→ **Text block**:
And why does the air around some hot appliances have a distinctive odour. I can smell that my clothes iron is hot.

In: Chemistry

7 Answers

Anonymous 0 Comments

Nature has sculpted all living things through evolution for billions of years. Species tend to evolve ways to avoid deadly gasses. Sulfur for instance is highly toxic. We would want to be instinctually repulsed by that odor, otherwise our natural curiosity may end up killing us. I imagine the reason there are noxious gasses that are odorless is because they have become prevalent only in recent times. I’m pretty sure carbon monoxide isn’t a major threat in nature (if it is, maybe the native life would develop a method to detect it ). I would say it’s why lots of toxic foods and like, poop for example smells like, well, shit. When food rots, we are repulsed by it. Cats hate citrus and it happens to be toxic to them I believe.

Anyway I have no idea the bio-mechanism behind the actual detection of these molecules but I think we need specific receptors and also a brain designed to process the varying signals properly

Edit: typos

Anonymous 0 Comments

I believe it’s because some interact with chemical receptors in our noses while others don’t.

Anonymous 0 Comments

Odor is not a property of the gas.
Odor means that receptors in your nose interact with the gas, send electrical signals to your brain and the brain processes these signals to establish the sensation of ‘smell’.

Any sensation is an interaction between your sensors, your brain and the object that triggers your sensors.

Anonymous 0 Comments

Around electronics or electrical applicanaces, you often smell ozone. Ozone is created when oxygen molecules in the presence of a lot of energy, fuse together to form a 3 atom molecule instead of a 2 atom molecule (the form oxygen takes naturally). We can’t smell oxygen, nitrogen, hydrogen, etc. normally because we literally are breathing that in all the time. Our bodies are good at ignoring something we smell all the time. You notice how if you are in the presence of a noxious odor, after a little while it doesn’t seem as bad? Our bodies ignore that signal after a while. So gasses we smell all the time we don’t even smell any more. I think evolutionarily speaking, this is good so we notice when the smell changes or we smell something different, such as hydrogen sulfide, sulfur, etc. that can be dangerous to us.

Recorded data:
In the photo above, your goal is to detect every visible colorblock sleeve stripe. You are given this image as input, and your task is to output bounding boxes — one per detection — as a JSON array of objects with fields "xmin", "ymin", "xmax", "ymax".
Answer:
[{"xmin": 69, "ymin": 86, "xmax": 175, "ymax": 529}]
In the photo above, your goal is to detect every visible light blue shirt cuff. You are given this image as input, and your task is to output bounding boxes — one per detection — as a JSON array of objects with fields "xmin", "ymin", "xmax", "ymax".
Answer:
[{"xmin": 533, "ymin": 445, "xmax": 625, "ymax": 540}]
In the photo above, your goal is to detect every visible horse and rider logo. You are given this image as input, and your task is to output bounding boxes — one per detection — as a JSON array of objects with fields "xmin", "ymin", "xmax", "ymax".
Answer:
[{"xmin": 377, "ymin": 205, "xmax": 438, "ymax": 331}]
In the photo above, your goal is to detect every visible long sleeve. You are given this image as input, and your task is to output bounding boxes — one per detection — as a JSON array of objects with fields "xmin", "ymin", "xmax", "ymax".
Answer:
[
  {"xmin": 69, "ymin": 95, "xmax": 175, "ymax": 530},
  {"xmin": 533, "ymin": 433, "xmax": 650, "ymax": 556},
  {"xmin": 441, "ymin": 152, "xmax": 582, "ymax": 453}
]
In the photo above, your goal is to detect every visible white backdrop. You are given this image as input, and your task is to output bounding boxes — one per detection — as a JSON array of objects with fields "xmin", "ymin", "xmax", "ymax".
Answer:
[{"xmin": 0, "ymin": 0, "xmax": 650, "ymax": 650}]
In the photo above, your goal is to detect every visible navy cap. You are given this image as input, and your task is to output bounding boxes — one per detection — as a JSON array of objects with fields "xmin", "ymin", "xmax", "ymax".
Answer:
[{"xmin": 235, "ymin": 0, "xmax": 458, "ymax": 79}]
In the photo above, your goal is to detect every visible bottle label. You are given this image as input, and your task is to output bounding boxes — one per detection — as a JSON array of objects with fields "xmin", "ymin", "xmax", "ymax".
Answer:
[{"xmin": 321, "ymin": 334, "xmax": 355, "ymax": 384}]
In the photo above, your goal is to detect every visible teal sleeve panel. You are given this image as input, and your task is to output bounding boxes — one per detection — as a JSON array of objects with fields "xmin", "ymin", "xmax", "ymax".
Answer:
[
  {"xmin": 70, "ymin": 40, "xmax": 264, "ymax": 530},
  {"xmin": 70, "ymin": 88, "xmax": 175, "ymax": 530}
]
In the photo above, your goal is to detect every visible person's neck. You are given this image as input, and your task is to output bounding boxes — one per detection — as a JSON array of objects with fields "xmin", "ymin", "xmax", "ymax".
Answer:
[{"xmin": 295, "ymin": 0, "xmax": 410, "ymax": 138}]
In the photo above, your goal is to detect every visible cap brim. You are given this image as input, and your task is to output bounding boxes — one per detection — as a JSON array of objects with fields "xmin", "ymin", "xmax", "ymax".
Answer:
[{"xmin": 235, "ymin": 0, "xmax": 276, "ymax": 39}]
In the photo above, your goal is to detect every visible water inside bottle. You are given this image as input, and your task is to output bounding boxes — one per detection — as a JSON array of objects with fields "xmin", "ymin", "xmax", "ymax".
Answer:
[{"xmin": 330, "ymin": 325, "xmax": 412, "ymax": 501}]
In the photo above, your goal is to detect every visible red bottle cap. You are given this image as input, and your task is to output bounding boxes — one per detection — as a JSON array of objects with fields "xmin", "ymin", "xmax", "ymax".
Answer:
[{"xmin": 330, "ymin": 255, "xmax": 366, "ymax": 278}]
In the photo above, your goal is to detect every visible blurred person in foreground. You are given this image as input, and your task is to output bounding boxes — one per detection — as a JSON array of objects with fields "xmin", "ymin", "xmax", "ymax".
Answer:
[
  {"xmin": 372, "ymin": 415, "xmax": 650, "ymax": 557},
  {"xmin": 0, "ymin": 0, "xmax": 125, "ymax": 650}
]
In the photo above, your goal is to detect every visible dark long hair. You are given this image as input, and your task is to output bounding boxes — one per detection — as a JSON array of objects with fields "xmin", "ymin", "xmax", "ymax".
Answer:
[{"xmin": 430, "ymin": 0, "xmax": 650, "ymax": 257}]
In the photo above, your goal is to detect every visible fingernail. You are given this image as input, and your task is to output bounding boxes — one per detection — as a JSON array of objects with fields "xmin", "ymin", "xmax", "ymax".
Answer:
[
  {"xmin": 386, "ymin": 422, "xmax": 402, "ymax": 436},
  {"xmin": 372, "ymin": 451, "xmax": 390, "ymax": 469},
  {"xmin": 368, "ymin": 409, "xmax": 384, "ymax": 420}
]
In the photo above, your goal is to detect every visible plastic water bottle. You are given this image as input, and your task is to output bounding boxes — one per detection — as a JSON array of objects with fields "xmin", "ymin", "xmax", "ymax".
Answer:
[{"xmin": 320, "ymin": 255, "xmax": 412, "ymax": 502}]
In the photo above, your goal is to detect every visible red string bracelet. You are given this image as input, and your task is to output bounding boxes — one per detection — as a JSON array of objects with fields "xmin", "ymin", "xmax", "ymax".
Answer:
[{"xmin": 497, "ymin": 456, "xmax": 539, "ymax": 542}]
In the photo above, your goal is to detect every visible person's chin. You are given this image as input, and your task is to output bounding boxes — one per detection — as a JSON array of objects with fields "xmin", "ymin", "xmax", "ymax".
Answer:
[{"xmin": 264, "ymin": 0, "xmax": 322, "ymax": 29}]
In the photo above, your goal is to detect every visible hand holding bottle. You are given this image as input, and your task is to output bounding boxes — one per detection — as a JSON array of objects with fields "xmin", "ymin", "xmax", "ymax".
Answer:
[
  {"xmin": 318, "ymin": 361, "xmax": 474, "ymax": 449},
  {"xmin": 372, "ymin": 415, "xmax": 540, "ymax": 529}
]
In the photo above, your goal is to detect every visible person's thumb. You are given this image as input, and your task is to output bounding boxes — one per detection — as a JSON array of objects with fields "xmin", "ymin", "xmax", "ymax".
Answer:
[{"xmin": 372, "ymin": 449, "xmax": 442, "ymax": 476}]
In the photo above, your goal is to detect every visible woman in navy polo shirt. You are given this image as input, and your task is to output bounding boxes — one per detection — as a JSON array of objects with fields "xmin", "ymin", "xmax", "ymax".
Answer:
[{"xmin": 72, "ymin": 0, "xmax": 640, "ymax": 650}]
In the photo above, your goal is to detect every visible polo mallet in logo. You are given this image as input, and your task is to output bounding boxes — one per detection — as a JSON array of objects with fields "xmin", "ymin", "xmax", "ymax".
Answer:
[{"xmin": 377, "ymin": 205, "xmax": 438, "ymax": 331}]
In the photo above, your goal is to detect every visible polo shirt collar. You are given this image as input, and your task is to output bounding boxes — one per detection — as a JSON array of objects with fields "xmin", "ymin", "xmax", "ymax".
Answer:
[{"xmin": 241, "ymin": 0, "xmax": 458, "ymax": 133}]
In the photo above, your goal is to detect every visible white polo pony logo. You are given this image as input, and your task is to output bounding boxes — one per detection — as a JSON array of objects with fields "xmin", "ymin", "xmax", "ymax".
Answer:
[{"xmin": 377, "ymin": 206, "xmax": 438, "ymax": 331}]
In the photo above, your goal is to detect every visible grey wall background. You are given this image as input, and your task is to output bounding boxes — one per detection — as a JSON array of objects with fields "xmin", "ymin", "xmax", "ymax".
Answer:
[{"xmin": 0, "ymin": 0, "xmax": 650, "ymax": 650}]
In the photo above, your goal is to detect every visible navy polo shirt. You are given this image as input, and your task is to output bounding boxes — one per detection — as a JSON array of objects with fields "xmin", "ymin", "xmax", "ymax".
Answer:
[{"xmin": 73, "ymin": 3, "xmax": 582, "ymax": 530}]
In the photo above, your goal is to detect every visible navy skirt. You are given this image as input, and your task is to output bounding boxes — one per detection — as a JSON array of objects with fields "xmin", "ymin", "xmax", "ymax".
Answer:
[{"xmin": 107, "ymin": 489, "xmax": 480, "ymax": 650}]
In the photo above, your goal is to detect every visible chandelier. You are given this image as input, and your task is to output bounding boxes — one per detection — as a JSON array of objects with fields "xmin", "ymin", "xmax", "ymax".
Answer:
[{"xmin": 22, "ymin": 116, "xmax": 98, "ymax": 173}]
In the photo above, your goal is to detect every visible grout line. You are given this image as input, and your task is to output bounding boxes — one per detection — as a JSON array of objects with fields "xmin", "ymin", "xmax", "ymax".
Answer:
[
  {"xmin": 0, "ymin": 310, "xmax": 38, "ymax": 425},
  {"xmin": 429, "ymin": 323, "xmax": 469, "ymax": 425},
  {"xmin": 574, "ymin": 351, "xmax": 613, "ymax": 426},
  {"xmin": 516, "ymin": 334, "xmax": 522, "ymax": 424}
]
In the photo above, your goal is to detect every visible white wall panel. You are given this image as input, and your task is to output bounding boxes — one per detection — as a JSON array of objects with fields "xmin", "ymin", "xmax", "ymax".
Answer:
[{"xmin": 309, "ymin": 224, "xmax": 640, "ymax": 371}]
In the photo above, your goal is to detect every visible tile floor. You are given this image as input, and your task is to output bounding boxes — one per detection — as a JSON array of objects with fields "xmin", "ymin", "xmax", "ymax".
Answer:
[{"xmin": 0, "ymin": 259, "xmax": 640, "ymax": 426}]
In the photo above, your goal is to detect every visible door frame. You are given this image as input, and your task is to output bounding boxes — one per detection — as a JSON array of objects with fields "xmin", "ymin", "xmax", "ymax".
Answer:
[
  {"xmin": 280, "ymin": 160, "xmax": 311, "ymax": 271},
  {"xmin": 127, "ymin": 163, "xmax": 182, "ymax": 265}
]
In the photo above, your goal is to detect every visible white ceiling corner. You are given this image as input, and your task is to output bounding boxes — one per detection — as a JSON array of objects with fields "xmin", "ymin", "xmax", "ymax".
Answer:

→ **Your instructions**:
In the thread about why some gases have an odor:
1. What does the first reply say cats hate?
2. Which gas does the thread say you often smell around electronics or electrical appliances?
3. How many atoms are in the molecule formed when oxygen molecules fuse together?

→ **Answer box**:
1. Citrus.
2. Ozone.
3. Three.